→ **TAREAS PENDIENTES**:
1. Enumere todos los animales que se mencionan en el texto «Hay algo más».
2. Continúe el texto «Hay algo más» a partir de su última frase, con el mismo tono.

→ **PASAJE SELECCIONADO**:
# # # # #

HAY ALGO MÁS
30 de septiembre de
2019
Y la especie se
hizo numerosa; se descubrió predominante; se expandió hasta donde quiso. Todo
parecía dispuesto a servirle.
Y la especie se
sirvió, pero… bajo la tutela del dominio, del control, de la manipulación, de
la violencia… –de pensamiento, de palabras, de obras, de omisiones-. Y se
sirvió, llamándose “la inteligente”; llamándose “la sabia”.
Y se escuchó a sí
misma. Y se vio poderosa.
Poderosa, por su
capacidad de destruir con el pensamiento, con las palabras, con las acciones,
con las omisiones.
Y cada ser tenía la
potestad de arruinar a otro ¡de su misma especie!
Se establecieron
fronteras para distribuirse poderes. Se establecieron sistemas de agrupaciones
para “facilitar” el dominio: familias, Estados, gobiernos, ejércitos…
Y progresivamente,
cada uno ¡defendía! “lo suyo”, porque lo había ganado en una guerra.
Cada cual se sentía
poseedor de… al menos –¡al menos!- poseedor de sí mismo. Se poseía. Pero
habitualmente poseía a otros. Escasamente compartía. ¡Poco convivía!
Se llamaban unos a
otros con los insultos más adecuados, para competir; para buscar humillar o
castigar.
La trampa de la
mentira se hacía preponderante, ¡anunciando libertades!, propagando e
insinuando individualidades; dando, dándose cada uno la posibilidad de ser
juez, y poder condenar, juzgar, castigar….
¡Ayyy! Y aquellos
que se lo creyeron, que libertarios vivían, en cuanto ejercieron su sentir,
prontamente fueron reprimidos, aislados, insultados.
Una forma
particular de ejercitarse en las libertades, eran los gustos: “Me gusta”. “No me gusta”. “Esto me gusta”.
“Esto no me gusta”…
Como si no
existieran otros sentidos.
¡Ayyy! Pero, a la
vez –¡ay, a la vez!-… a la vez, cada represor esgrimía sus argucias y sus
criterios, para reclamar aliados. Y así, ser más poderoso. Y del “me gusta” y
“no me gusta” se pasó a las querencias: “Quiero
esto, quiero lo otro. No quiero esto, no quiero lo otro”. Y se
interpretaron como libertades. ¡Ayyy!...
No. No, no. No se
escuchaban los mensajes del color del cielo, de la tormenta, de la arena al ser
pisada, de las flores, de cada ser que… ¡bueno!, podría ser llamado “vivo”,
pero era simplemente un esclavo; un bien de consumo.
Pero quizás, como
dándose cuenta –sí, seguramente-… como dándose cuenta del atropello que por
sistema se hacía –los grandes sobre los pequeños, los mayores sobre los
jóvenes, los importantes sobre los ignorantes, y una larga lista de
improperios-, sí, como dándose cuenta de que, quizás… –quizás, ¿eh?- quizás esa
vorágine destructora ya se volvía contra sí mismos, la especie ya no tenía
interés en controlar al perro, al gato, al tigre, al león. Ya estaban todos
domesticados: el gladiolo, la rosa, el trigo, el centeno… Ya estaban todos
debidamente controlados. Y en base a ello, el interés más acuciante era poder
establecer recuas de seguidores o... ¡esclavos!, que sirvieran… ante la
evidencia del poder de uno o de unos, las tendencias de uno o de unos.

# # # # #

→ **Etiquetas de puntos de objetos**:
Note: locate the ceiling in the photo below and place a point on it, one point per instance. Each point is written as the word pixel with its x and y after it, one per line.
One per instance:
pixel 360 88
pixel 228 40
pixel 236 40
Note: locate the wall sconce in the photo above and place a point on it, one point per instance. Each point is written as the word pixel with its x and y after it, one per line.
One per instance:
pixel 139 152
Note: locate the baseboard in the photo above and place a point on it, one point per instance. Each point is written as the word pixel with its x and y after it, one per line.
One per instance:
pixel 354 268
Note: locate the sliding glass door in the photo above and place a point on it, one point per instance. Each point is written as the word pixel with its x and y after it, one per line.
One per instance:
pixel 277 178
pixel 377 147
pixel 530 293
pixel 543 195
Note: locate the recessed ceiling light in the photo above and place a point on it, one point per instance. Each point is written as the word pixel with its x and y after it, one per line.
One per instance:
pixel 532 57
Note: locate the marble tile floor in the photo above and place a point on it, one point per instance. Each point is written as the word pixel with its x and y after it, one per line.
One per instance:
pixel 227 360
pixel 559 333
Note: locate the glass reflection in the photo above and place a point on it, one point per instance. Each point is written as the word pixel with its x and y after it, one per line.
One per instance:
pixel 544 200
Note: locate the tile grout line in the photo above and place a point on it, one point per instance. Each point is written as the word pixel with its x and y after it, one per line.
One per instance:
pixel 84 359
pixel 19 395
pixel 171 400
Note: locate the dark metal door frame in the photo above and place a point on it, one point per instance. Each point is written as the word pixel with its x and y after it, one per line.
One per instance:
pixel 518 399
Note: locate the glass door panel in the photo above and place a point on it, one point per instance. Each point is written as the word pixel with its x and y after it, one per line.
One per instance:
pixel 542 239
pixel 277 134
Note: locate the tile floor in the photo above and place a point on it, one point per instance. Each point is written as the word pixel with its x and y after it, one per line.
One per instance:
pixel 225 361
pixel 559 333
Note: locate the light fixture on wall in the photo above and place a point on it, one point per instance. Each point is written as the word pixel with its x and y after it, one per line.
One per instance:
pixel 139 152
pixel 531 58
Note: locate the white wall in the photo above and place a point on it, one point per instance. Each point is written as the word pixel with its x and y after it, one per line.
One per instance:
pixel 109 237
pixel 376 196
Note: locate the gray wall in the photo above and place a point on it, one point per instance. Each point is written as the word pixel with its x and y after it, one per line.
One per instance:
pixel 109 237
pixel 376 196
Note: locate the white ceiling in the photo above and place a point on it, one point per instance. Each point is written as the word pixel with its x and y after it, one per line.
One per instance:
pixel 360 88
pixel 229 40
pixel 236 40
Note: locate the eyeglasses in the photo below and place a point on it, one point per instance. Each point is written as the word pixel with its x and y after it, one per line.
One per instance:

# # # # #

→ **LISTA DE RESPUESTAS**:
1. El perro, el gato, el tigre y el león.

2.
Y así, se fueron
repartiendo las disfrutadas muestras de poder; que, a su vez –claro está-, utilizaban el chantaje
para despertar, en los que aspiraban a algo más, despertar lástima e incluso
renunciar a ser esclavos, para pasar a ser hiper esclavos, con tal de que el
señor no se enfadara.
¿Libertad…? ¿Dónde?
Quizás, quizás al
verse tan dominador, tan controlador, tan esclavista, un día –¿un día?; cualquier
día- se dio cuenta de que… quizás –quizás, ¿eh?- había algo más que su especie,
la cual ya estaba rotulada, ya estaba rota, ya estaba fracturada por sus
intereses, sus gustos y sus querencias.
Pero la especie…
¡viva era! Y, en consecuencia, el dolor esclavo, aunque se convirtió pronto en
gustoso, en gustosamente masoquista, no obstante, había detrás y delante, y a
la derecha y a la izquierda, la necesidad de tener un cierto dominio, ¡aunque
fuera pequeño!... Al menos, dirigir y tener bajo su mando a un grupo de
hormigas a las que se pudiera matar o cocer o comer.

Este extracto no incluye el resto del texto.